#### AIM
Nothing but the line with "Expected behaviour: the pointer locates the framed" and the lines after it, through the end of the records below, is to be repeated, exactly as it is.

— Start of ENTRIES SHOWN —

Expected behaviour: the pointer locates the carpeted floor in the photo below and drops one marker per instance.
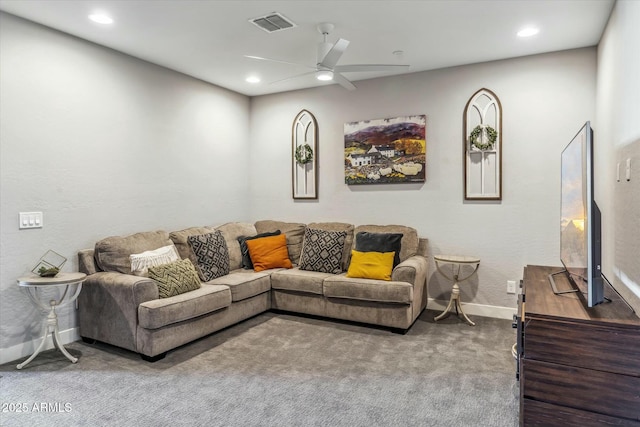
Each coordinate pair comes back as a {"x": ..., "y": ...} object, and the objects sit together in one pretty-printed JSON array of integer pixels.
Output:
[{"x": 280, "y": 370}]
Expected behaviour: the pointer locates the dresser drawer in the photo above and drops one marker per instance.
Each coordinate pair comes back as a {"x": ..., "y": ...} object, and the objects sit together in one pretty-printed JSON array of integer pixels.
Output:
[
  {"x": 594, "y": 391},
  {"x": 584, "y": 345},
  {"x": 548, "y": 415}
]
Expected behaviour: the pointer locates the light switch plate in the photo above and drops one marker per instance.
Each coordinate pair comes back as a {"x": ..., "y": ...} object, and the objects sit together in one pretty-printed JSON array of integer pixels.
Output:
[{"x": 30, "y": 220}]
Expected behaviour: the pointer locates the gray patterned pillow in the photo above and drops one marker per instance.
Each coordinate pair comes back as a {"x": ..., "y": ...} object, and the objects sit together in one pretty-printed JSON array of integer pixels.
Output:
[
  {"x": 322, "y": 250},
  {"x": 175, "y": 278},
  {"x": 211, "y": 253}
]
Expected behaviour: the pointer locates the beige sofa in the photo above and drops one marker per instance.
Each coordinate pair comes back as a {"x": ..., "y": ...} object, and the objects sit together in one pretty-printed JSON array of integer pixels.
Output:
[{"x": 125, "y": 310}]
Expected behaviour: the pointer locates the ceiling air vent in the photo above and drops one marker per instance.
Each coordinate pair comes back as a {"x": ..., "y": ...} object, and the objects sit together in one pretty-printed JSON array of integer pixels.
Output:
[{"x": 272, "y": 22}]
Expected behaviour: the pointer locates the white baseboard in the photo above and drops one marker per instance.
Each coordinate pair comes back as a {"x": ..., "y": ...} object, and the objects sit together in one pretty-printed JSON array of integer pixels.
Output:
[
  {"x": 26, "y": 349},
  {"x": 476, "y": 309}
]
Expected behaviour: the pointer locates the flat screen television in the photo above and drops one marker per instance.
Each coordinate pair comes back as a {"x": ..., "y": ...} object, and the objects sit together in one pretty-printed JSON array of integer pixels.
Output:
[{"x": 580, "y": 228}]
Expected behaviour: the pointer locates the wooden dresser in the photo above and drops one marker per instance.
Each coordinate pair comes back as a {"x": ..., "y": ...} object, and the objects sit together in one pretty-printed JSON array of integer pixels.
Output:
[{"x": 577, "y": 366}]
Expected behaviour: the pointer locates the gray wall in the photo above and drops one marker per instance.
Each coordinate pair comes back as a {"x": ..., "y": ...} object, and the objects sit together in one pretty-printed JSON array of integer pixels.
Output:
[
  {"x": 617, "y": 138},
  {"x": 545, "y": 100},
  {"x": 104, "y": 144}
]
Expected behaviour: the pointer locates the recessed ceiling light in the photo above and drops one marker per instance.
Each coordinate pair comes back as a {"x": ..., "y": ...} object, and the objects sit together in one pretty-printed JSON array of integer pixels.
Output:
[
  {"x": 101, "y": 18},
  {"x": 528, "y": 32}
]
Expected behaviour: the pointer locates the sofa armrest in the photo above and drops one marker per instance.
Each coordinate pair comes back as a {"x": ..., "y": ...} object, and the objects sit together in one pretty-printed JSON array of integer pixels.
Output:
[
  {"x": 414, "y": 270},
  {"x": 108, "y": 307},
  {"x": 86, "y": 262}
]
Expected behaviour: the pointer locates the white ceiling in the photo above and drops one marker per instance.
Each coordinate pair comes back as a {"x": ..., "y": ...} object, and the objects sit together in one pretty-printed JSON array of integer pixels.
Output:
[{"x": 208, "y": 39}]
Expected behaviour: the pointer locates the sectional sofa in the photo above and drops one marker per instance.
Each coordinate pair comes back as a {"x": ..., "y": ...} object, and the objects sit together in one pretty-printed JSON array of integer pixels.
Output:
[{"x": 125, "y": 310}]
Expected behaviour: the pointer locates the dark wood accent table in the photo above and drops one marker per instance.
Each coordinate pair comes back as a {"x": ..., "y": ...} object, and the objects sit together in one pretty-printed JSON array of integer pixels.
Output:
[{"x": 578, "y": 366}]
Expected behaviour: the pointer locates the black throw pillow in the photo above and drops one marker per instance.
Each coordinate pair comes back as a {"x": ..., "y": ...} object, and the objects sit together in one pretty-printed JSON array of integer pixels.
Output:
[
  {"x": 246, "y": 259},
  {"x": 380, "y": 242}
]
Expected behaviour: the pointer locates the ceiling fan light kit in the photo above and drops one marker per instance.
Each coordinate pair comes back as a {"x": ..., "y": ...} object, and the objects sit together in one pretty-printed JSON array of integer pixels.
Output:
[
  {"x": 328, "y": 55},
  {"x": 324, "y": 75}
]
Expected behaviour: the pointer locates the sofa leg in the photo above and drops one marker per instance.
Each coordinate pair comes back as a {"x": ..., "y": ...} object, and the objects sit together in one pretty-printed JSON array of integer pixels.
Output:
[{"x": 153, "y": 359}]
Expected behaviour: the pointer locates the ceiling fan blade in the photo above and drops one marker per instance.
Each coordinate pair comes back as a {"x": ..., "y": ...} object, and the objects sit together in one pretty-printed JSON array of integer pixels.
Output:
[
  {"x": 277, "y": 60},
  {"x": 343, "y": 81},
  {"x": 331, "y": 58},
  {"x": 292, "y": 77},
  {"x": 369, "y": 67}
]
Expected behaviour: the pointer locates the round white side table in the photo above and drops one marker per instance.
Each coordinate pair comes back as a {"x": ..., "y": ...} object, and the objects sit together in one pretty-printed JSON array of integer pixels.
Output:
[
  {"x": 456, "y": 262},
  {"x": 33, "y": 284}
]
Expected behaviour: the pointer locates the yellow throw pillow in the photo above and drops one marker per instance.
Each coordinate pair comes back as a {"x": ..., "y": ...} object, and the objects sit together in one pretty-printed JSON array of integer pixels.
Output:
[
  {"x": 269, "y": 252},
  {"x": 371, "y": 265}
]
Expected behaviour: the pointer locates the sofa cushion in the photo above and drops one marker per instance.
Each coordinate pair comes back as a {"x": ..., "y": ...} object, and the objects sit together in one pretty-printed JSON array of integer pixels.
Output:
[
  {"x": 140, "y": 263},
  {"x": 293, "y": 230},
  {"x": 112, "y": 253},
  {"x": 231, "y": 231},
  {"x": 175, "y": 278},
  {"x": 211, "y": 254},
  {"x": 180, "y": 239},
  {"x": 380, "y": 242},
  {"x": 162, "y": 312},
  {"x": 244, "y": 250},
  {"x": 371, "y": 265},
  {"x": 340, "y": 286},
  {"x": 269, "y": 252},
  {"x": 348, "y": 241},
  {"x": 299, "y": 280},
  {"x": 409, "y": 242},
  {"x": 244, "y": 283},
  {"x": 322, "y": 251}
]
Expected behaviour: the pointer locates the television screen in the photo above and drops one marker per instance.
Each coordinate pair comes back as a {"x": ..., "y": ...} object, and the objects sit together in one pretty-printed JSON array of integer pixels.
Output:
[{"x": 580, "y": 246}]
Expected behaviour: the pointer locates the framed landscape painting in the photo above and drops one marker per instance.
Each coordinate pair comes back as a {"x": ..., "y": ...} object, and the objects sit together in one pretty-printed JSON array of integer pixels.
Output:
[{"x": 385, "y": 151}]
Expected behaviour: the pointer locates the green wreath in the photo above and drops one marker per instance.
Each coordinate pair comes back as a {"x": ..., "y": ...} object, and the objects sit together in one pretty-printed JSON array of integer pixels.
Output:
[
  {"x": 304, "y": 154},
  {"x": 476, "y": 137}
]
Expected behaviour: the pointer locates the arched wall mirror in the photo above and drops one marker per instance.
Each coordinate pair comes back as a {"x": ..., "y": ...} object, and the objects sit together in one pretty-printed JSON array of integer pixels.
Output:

— End of ENTRIES SHOWN —

#### FINISHED ANSWER
Expected behaviour: the pointer locates the framed landscape painting in the photo above and drops one marker per instance.
Each coordinate pair comes back as a {"x": ..., "y": ...} object, and the objects sit together in one pretty-printed JSON array of integer pixels.
Output:
[{"x": 385, "y": 151}]
Expected behaviour: the pointer locates the green wreath in the photo above and drops one marker per instance.
Each coordinate pair comes back as a {"x": ..., "y": ...} object, and the objects sit together in one pretty-printed JSON array of integer pixels.
Output:
[
  {"x": 304, "y": 154},
  {"x": 476, "y": 137}
]
Expected behaviour: the pointer locates the arched wall mirror in the photo above and drops one marker per instance.
Each coordinate pair comes back as a {"x": ..., "y": ...} object, and the objects sit together in one pretty-printed JSON array of integer pixels.
Output:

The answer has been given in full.